EXERCISE: Rewrite the records from the line with "Pick out the white car. One pin per instance." through the end, keeping the requests unchanged. Scale every coordinate in the answers by 0.65 and round to whole numbers, with halves going up.

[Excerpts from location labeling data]

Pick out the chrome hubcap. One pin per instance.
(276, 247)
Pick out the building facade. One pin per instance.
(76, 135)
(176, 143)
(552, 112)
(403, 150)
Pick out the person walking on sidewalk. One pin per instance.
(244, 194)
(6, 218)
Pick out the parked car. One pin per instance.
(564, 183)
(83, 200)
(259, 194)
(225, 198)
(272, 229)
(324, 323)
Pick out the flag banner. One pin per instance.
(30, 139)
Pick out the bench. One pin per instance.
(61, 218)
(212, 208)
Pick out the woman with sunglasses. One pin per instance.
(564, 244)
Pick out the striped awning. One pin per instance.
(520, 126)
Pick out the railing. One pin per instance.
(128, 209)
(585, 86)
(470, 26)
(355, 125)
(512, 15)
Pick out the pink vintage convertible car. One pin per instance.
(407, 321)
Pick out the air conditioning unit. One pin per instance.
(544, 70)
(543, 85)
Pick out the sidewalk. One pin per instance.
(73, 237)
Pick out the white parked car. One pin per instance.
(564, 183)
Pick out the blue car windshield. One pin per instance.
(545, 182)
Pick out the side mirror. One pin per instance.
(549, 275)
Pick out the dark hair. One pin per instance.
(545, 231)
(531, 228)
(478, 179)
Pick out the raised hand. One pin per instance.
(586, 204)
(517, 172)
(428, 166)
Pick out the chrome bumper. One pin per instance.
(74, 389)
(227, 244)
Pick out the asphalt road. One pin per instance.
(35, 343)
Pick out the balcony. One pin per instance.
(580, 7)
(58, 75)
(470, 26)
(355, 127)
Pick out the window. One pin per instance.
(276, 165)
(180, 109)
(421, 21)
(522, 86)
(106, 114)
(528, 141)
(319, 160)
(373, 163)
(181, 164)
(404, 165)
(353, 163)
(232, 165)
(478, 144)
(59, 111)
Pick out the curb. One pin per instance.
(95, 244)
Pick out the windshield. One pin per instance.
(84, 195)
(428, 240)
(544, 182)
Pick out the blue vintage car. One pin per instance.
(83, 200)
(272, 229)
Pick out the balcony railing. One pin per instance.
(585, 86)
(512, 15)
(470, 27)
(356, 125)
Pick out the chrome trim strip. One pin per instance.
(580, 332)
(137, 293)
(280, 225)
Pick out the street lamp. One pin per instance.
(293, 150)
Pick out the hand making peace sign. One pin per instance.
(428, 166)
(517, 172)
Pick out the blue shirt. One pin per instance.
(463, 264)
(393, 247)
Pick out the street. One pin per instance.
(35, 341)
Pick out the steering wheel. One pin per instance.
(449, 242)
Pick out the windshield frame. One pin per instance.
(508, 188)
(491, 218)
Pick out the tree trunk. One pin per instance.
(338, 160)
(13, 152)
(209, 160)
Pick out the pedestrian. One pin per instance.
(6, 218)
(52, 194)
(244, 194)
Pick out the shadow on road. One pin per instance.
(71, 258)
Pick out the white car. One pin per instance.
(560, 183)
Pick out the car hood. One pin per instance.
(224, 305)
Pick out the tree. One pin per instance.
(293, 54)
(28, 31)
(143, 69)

THE SOLUTION:
Pick out the white car. One pin per instance.
(364, 119)
Pick out the car hood. One pin per instance.
(146, 198)
Pick out the tree. One pin per instance.
(190, 35)
(18, 20)
(93, 45)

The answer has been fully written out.